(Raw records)
§
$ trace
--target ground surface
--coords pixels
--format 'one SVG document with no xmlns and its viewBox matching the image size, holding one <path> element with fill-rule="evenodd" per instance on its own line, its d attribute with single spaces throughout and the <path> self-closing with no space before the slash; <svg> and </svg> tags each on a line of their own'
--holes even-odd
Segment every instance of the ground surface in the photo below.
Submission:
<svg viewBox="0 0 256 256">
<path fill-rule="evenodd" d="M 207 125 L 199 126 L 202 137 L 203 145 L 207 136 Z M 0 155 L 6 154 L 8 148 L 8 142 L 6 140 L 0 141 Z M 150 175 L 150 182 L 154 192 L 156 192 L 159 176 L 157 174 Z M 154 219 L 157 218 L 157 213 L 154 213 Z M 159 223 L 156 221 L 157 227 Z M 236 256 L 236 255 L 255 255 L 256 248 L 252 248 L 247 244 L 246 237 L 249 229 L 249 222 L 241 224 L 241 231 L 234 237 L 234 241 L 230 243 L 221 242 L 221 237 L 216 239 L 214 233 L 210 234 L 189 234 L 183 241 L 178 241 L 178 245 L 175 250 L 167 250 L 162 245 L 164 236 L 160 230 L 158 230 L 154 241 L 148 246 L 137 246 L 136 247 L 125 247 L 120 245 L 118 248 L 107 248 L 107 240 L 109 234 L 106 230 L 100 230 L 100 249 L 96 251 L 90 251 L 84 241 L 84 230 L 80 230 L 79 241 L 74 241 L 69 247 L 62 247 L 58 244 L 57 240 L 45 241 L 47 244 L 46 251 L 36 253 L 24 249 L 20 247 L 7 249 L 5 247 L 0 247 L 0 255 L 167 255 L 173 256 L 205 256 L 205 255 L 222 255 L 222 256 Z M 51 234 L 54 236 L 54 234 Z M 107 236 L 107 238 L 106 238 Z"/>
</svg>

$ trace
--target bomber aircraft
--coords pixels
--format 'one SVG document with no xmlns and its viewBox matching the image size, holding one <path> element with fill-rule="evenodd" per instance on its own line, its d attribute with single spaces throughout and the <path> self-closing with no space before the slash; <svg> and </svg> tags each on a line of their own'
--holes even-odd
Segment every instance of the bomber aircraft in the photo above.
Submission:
§
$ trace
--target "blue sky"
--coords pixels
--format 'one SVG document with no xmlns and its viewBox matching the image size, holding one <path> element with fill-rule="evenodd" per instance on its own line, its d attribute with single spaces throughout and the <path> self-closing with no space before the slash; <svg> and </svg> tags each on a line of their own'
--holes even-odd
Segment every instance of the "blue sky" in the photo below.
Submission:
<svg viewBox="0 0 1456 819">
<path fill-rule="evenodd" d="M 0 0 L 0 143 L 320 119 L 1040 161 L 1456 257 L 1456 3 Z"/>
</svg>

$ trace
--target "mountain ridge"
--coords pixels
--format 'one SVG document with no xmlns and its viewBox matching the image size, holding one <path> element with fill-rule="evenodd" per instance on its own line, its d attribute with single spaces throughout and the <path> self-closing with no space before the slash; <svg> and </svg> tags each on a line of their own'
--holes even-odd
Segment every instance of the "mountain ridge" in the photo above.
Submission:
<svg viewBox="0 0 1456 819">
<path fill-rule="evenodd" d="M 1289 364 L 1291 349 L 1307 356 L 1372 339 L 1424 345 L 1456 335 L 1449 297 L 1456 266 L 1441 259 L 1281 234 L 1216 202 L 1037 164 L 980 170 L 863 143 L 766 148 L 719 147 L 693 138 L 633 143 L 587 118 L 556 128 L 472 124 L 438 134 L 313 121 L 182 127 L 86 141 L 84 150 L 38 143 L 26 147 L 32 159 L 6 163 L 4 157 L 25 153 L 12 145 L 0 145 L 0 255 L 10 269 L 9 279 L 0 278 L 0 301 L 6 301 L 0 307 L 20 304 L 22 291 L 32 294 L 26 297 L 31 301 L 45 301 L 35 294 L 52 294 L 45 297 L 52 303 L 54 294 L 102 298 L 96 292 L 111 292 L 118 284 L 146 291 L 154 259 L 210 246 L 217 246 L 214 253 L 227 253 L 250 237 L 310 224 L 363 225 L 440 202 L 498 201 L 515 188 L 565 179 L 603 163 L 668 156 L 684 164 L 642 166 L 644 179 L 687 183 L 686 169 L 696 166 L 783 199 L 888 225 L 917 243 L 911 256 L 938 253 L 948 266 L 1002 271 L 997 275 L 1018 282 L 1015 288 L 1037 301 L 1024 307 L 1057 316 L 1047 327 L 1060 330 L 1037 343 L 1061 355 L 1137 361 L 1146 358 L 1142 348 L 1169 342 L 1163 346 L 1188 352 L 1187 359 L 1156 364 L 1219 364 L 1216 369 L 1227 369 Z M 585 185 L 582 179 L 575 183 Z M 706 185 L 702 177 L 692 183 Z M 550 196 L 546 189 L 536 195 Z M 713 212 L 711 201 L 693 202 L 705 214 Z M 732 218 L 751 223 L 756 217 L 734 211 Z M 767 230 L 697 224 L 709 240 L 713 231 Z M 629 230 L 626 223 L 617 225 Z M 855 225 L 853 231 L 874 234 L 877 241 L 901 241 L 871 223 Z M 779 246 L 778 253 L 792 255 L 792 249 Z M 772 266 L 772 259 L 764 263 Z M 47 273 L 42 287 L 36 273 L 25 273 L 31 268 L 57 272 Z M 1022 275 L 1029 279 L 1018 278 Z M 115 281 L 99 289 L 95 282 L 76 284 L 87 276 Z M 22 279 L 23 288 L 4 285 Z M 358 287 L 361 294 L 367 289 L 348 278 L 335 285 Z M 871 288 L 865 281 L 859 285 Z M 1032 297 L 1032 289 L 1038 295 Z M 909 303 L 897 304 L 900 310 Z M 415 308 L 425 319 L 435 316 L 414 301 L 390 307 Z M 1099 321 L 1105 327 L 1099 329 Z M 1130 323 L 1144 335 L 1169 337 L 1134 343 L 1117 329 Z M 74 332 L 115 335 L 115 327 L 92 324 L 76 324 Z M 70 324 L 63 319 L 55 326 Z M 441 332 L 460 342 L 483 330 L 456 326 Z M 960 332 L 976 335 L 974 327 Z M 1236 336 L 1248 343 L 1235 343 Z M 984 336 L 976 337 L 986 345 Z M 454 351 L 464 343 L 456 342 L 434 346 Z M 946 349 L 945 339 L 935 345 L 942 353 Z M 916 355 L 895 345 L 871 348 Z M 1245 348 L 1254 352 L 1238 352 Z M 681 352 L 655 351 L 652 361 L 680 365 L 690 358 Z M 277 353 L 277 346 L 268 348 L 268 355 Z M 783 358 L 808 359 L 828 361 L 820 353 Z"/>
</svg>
§
**Task to complete:** Pull out every line of the listing that contains the string "mountain", treating uppercase and lowercase as different.

**Answer for the task:**
--target "mountain ridge"
Segment every instance of the "mountain ridge" in the photo above.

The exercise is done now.